EXERCISE AIM |
Summarize the shark passage below in two sentences.

GIVEN TEXT |
Beginners tend to have an irrational fear of sharks until they actually  see one swim by. This is not surprising considering the sensationalist  movies that have been produced in the last 20 years or so about our  friend the shark. These man-eating stories have made it tough for us  diving educators. On one hand, we want to promote the fact that sharks  are wonderful to see and that we hopefully will see them during our diving  trips. On the other hand, we don't want beginners to be frightened about  their first dives. If we say "Sharks, sharks, sharks," we certainly will not  be teaching too many new divers.

Student: "Yo Teach, what's the story with SHARKS?"

Instructor: "Ummmmm, errrr, weelll..." (Our instructors are quite well spoken.)

Student: "Well, have you ever seen one?"

Instructor: "We'll talk about that in your advanced course!"



 
Now, if you think you're going to have trouble  handling normal sharks, just wait till you start  talking about WHALE SHARKS. What is your  beginning student going to say when she hears that we just may see a 12 METER SHARK THAT SWIMS RIGHT UP TO YOU?

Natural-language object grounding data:
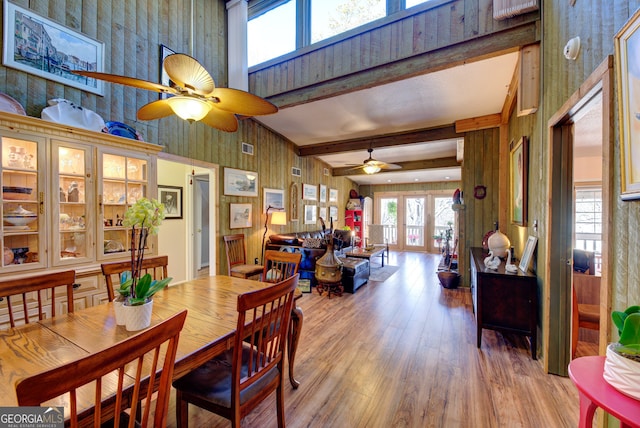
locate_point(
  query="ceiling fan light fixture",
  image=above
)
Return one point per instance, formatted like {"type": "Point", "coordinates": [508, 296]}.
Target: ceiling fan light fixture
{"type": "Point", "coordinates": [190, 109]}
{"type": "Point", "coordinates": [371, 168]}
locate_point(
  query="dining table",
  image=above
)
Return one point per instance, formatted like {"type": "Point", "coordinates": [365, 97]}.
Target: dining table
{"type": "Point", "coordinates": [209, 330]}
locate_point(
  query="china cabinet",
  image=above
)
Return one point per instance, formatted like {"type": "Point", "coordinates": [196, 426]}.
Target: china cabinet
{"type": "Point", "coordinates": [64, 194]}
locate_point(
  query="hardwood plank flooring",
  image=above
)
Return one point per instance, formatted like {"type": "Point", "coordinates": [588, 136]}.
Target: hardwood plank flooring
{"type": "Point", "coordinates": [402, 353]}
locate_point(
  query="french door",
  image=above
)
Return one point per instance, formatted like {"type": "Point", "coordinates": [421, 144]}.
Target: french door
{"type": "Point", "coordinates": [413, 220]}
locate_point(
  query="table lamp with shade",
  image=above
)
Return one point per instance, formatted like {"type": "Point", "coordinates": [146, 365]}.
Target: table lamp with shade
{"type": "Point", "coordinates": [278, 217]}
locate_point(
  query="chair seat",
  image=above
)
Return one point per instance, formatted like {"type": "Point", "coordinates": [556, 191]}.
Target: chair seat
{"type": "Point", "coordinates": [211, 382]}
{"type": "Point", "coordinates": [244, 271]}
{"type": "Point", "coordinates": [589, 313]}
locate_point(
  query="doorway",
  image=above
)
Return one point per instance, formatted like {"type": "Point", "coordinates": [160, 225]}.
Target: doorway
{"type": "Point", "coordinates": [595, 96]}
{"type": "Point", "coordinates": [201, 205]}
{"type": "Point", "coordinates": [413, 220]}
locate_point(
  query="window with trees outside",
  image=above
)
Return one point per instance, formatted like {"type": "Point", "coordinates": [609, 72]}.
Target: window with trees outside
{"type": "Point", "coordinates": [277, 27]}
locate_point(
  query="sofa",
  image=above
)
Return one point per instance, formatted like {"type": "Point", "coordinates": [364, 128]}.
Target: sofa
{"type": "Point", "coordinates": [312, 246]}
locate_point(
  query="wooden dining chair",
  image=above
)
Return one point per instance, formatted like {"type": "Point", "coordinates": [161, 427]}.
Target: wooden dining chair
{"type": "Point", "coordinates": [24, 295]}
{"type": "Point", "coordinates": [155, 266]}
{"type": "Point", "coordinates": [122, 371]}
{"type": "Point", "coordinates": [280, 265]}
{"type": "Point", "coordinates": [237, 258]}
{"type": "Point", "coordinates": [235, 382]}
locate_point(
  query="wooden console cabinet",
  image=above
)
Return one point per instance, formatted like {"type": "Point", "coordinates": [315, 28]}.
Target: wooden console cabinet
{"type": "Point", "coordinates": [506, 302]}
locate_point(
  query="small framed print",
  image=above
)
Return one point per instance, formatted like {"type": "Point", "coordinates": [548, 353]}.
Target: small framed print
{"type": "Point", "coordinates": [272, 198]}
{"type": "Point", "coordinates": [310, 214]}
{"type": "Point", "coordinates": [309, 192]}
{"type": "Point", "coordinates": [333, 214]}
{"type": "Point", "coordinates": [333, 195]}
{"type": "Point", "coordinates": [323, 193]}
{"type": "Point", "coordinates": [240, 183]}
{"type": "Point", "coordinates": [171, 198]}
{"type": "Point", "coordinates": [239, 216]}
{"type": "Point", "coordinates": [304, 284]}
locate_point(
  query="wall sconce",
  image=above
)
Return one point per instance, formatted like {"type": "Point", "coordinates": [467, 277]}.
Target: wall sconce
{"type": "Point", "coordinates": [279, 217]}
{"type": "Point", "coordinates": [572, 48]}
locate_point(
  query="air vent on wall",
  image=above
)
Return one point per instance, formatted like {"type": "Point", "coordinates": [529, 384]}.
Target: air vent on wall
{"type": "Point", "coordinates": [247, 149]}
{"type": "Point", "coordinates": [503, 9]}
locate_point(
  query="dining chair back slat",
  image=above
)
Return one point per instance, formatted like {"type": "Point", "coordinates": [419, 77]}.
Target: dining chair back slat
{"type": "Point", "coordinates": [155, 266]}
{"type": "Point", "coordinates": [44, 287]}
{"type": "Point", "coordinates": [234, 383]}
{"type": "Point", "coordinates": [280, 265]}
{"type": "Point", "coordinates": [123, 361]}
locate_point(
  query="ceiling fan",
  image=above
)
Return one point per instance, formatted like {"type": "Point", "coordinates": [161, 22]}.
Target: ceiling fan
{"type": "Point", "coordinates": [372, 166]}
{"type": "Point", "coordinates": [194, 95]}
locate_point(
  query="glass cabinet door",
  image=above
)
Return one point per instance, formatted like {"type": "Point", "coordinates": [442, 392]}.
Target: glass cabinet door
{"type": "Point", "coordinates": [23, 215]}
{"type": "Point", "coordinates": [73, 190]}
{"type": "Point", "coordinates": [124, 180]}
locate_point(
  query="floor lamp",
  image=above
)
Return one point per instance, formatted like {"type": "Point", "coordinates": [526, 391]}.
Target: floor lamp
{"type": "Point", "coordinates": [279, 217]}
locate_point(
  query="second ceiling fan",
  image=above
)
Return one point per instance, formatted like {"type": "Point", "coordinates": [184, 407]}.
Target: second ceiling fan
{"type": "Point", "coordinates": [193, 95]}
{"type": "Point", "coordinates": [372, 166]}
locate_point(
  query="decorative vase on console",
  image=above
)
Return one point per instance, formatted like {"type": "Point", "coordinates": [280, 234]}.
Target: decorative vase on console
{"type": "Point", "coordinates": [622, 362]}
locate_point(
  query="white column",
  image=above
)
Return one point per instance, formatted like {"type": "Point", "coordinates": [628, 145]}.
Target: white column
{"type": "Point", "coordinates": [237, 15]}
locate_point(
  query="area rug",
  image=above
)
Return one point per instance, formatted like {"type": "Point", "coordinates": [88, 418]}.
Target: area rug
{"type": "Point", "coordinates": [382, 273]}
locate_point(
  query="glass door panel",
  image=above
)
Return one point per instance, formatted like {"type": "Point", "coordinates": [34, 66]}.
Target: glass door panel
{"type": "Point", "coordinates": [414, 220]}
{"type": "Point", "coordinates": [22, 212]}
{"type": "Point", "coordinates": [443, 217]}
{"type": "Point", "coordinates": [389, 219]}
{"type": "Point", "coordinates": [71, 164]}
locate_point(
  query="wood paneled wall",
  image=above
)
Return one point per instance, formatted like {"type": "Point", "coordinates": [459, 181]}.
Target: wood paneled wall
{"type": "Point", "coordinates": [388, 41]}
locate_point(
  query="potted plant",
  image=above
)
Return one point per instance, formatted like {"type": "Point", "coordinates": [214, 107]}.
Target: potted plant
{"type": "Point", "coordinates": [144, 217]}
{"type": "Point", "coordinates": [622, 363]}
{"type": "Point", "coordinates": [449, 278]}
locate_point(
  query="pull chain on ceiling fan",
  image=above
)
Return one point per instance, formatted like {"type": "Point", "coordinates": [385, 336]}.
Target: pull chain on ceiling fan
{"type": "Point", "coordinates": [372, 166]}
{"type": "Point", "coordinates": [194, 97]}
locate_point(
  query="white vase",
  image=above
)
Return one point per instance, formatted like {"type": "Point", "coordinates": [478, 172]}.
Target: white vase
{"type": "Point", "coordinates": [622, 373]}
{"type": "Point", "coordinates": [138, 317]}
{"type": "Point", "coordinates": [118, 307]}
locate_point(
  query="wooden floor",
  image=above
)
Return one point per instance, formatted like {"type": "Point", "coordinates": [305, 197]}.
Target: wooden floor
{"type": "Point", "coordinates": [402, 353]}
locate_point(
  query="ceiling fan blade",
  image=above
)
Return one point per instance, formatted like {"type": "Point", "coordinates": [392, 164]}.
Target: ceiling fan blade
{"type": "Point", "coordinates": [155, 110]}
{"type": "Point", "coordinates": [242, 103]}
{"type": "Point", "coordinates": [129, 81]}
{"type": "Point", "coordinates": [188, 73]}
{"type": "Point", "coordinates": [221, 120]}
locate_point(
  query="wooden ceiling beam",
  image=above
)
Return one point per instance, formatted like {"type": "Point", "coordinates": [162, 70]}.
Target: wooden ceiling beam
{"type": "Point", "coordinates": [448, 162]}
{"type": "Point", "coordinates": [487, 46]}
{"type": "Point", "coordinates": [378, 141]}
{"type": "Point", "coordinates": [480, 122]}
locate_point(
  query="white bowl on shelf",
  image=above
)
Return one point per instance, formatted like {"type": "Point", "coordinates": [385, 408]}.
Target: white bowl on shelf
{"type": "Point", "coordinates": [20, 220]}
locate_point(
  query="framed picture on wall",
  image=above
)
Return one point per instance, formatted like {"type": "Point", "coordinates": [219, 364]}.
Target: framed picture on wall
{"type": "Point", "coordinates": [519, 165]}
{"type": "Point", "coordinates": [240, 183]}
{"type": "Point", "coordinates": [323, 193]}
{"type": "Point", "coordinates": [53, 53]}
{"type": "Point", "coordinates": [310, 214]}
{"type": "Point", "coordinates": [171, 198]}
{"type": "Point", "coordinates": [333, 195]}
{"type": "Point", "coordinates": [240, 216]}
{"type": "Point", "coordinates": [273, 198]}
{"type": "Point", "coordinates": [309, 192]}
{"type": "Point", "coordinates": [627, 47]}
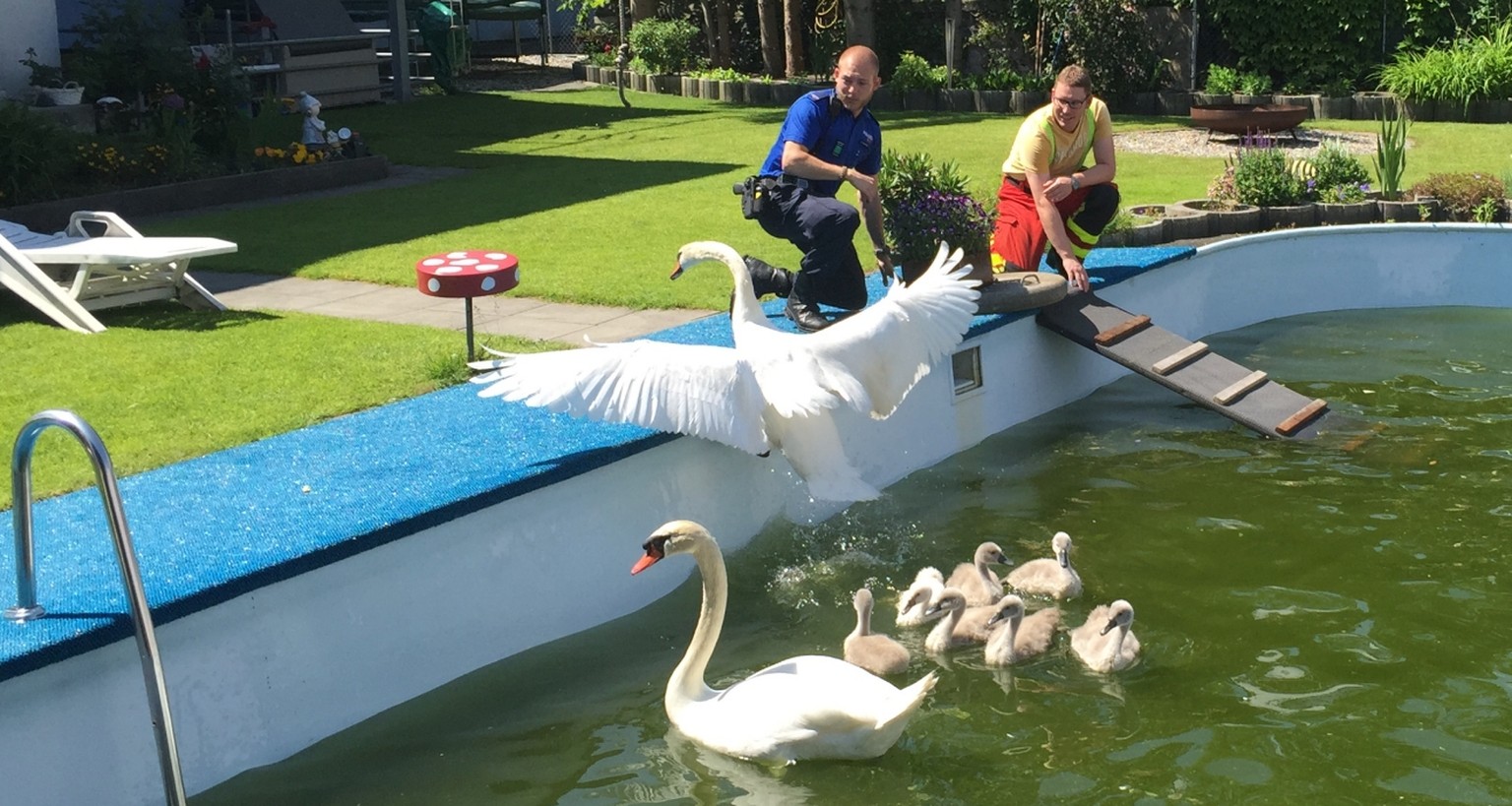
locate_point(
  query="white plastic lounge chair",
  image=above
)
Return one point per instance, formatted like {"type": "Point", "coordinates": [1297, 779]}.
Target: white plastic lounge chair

OUTPUT FOR THIS TASK |
Beginning divers often fear sharks irrationally until they see one, a fear fed by sensationalist movies of the last 20 years or so, which leaves diving educators trying to promote the thrill of seeing sharks without frightening beginners. A mock exchange shows an instructor dodging a student's questions about sharks, and the passage adds that talking about whale sharks, which may be 12 meters long and swim right up to divers, could be harder still.